Excerpted text –
3

I have considered parallelizing a program so that in the first phase it sorts items into buckets modulo the number of parallel workers, so that this avoids collisions in the second phase. Each thread of the parallel program uses std::atomic::fetch_add to reserve a place in the output array, and then it uses std::atomic::compare_exchange_weak to update current bucket head pointer. So it's lock free. However, I got doubt about the performance of multiple threads struggling for a single atomic (the one we do fetch_add, as the bucket head count is equal to the number of threads, thus on average there is not much contention), so I decided to measure this. Here is the code:

#include <atomic>
#include <chrono>
#include <cstdio>
#include <string>
#include <thread>
#include <vector>

std::atomic<int64_t> gCounter(0);
const int64_t gnAtomicIterations = 10 * 1000 * 1000;

void CountingThread() {
  for (int64_t i = 0; i < gnAtomicIterations; i++) {
    gCounter.fetch_add(1, std::memory_order_acq_rel);
  }
}

void BenchmarkAtomic() {
  const uint32_t maxThreads = std::thread::hardware_concurrency();
  std::vector<std::thread> thrs;
  thrs.reserve(maxThreads + 1);

  for (uint32_t nThreads = 1; nThreads <= maxThreads; nThreads++) {
    auto start = std::chrono::high_resolution_clock::now();
    for (uint32_t i = 0; i < nThreads; i++) {
      thrs.emplace_back(CountingThread);
    }
    for (uint32_t i = 0; i < nThreads; i++) {
      thrs[i].join();
    }
    auto elapsed = std::chrono::high_resolution_clock::now() - start;
    double nSec = 1e-6 * std::chrono::duration_cast<std::chrono::microseconds>(elapsed).count();
    printf("%d threads: %.3lf Ops/sec, counter=%lld\n", (int)nThreads, (nThreads * gnAtomicIterations) / nSec,
      (long long)gCounter.load(std::memory_order_acquire));

    thrs.clear();
    gCounter.store(0, std::memory_order_release);
  }
}

int __cdecl main() {
  BenchmarkAtomic();
  return 0;
}

And here is the output:

1 threads: 150836387.770 Ops/sec, counter=10000000
2 threads: 91198022.827 Ops/sec, counter=20000000
3 threads: 78989357.501 Ops/sec, counter=30000000
4 threads: 66808858.187 Ops/sec, counter=40000000
5 threads: 68732962.817 Ops/sec, counter=50000000
6 threads: 64296828.452 Ops/sec, counter=60000000
7 threads: 66575046.721 Ops/sec, counter=70000000
8 threads: 64487317.763 Ops/sec, counter=80000000
9 threads: 63598622.030 Ops/sec, counter=90000000
10 threads: 62666457.778 Ops/sec, counter=100000000
11 threads: 62341701.668 Ops/sec, counter=110000000
12 threads: 62043591.828 Ops/sec, counter=120000000
13 threads: 61933752.800 Ops/sec, counter=130000000
14 threads: 62063367.585 Ops/sec, counter=140000000
15 threads: 61994384.135 Ops/sec, counter=150000000
16 threads: 61760299.784 Ops/sec, counter=160000000

The CPU is 8-core, 16-thread (Ryzen 1800X @3.9Ghz). So the total over all threads of operations per second decreases dramatically till 4 threads are used. Then it decreases slowly and fluctuates a bit.

Extracted data –
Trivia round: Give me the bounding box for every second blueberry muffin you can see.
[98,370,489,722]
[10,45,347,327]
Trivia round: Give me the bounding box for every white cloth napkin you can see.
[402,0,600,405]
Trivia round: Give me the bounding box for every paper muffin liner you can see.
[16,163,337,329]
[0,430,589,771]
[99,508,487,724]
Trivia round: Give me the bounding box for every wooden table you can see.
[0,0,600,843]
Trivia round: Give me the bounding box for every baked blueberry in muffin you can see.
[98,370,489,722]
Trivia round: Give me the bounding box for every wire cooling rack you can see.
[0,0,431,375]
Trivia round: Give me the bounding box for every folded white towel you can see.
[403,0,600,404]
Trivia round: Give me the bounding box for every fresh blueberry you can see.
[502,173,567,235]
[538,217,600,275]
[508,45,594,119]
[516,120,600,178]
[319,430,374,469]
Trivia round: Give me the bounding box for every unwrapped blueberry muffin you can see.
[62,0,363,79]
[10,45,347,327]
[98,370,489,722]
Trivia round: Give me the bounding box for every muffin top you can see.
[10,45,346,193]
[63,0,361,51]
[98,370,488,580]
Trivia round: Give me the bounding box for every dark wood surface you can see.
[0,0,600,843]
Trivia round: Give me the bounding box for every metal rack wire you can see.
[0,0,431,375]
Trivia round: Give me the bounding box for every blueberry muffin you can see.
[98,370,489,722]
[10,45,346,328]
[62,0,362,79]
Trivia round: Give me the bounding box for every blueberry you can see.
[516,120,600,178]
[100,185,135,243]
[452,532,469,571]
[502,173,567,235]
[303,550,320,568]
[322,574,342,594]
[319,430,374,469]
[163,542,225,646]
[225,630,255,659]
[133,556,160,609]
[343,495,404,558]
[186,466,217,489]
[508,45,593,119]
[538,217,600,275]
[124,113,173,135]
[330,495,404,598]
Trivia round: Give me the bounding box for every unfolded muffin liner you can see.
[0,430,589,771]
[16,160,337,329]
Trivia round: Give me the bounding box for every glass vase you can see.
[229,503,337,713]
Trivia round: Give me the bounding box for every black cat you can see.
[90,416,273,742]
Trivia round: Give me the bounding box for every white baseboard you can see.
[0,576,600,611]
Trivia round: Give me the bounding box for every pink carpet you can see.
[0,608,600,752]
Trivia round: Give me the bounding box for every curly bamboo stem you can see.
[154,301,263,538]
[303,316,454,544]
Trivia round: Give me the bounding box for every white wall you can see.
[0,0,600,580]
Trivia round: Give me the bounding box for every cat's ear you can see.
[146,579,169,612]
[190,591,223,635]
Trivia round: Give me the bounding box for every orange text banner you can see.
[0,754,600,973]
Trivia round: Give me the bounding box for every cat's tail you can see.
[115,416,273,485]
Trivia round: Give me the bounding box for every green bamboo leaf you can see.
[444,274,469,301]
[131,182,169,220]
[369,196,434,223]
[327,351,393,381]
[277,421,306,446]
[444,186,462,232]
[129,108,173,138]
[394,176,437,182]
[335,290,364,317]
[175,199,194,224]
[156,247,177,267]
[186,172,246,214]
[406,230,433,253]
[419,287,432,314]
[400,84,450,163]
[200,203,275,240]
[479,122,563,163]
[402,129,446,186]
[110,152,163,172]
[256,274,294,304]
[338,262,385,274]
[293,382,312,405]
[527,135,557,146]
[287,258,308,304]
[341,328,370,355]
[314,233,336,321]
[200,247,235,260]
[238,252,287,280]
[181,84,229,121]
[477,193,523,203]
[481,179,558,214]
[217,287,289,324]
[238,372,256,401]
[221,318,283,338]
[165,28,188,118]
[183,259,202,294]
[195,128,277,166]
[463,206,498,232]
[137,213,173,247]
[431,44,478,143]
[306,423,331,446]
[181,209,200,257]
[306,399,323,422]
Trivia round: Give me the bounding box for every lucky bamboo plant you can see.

Requirement – List every standard header that the code in the atomic counter benchmark post includes. The records are not used in any task.

Answer in full – <atomic>, <chrono>, <cstdio>, <string>, <thread>, <vector>